DIRECTIONS —
The data should be duplicated exactly, with every word kept as it is.

DATA RECORDS —
-- Opening Marker --
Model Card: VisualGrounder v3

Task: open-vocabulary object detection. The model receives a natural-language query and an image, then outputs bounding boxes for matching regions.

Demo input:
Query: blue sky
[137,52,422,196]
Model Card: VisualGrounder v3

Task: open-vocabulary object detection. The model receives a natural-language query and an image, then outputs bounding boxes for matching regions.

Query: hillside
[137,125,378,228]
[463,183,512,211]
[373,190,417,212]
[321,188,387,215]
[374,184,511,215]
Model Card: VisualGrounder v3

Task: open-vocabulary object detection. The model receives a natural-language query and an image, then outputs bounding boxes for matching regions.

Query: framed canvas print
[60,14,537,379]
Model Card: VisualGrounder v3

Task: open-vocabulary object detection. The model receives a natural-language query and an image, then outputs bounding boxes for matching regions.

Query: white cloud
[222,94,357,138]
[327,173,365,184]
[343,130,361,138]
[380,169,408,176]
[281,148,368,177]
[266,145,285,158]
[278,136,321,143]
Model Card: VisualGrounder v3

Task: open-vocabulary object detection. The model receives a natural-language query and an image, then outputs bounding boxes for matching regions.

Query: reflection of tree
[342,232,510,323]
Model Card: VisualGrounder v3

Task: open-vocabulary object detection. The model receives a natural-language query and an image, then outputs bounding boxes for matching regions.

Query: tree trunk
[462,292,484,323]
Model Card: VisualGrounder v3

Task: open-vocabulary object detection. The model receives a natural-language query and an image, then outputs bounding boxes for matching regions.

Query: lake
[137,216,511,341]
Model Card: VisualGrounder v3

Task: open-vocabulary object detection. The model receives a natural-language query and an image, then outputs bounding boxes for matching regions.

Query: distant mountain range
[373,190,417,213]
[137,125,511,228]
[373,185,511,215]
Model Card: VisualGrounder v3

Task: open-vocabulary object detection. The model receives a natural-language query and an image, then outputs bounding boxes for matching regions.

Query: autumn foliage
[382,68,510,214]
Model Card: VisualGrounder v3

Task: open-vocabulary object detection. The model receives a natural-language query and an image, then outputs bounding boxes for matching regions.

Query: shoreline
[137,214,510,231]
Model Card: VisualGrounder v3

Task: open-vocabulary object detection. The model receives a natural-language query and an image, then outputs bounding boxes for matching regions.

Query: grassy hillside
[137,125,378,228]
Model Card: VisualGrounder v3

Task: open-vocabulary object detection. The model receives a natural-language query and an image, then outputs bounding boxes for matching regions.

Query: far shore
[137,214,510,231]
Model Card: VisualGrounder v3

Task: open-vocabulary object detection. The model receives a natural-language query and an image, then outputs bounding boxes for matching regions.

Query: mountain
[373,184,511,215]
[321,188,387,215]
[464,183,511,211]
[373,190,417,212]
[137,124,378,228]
-- Closing Marker --
ANSWER —
Model Card: VisualGrounder v3

Task: open-vocabulary object detection. The model receives a natural-language query and an image, then outputs bounding boxes for matching regions.

Demo input:
Query: blue sky
[137,52,422,196]
Model Card: VisualGrounder v3

Task: open-vocabulary object detection. The model receives a natural-language query and an image, then outputs bounding boxes for matching regions.

Query: hillside
[137,125,378,228]
[463,183,512,211]
[373,190,417,212]
[321,188,387,215]
[374,184,511,215]
Model Card: VisualGrounder v3

Task: open-vocabulary object detection. The model receives a natural-language query and an image, then outputs bounding boxes for matching regions.

Query: framed canvas print
[60,14,537,379]
Model Card: VisualGrounder v3

Task: open-vocabulary object detection. The model receives a natural-language query and an image, then outputs bounding boxes for matching regions.

Query: white cloud
[222,94,357,138]
[327,173,365,184]
[343,130,361,138]
[380,169,408,176]
[281,148,368,177]
[266,145,285,158]
[278,136,321,143]
Model Card: VisualGrounder v3

Task: open-vocabulary object detection. The model receives a natural-language query and an image, then outputs bounding boxes for matching regions.

Query: reflection of tree
[342,232,510,323]
Model Card: VisualGrounder v3

Task: open-vocabulary object detection. The model receives a natural-language query and an image, then outputs bounding boxes for matching regions.

Query: tree trunk
[462,292,484,323]
Model Card: VisualGrounder v3

Task: open-vocabulary object detection. The model receives a natural-language query and an image, then outputs bounding boxes for matching regions.

Query: lake
[137,216,511,341]
Model Card: VisualGrounder v3

Task: open-vocabulary object detection. The model receives a natural-language query and an image, then outputs bounding boxes for matching regions.

Query: distant mountain range
[373,190,417,213]
[137,125,511,228]
[373,185,511,215]
Model Card: VisualGrounder v3

Task: open-vocabulary object detection. The model receives a natural-language query and an image, then outputs bounding boxes for matching regions.

Query: autumn foliage
[382,68,510,214]
Model Card: VisualGrounder v3

Task: open-vocabulary object detection. The model receives a natural-language query and an image, then outputs bounding boxes for matching regions.

Query: shoreline
[137,214,510,231]
Model Card: VisualGrounder v3

Task: open-vocabulary object detection. The model receives a natural-language query and an image, then outputs bounding boxes for matching regions.

Query: grassy hillside
[137,125,378,228]
Model Card: VisualGrounder v3

Task: open-vocabulary object detection. The model receives a natural-language query and an image, then outputs bounding boxes for matching regions.

Query: far shore
[137,214,510,231]
Model Card: VisualGrounder v3

Task: open-vocabulary object detection. The model receives a natural-language query and an image, then outputs bounding boxes for matching regions.

Query: mountain
[373,184,511,215]
[321,188,387,215]
[464,183,511,211]
[373,190,417,212]
[137,124,378,228]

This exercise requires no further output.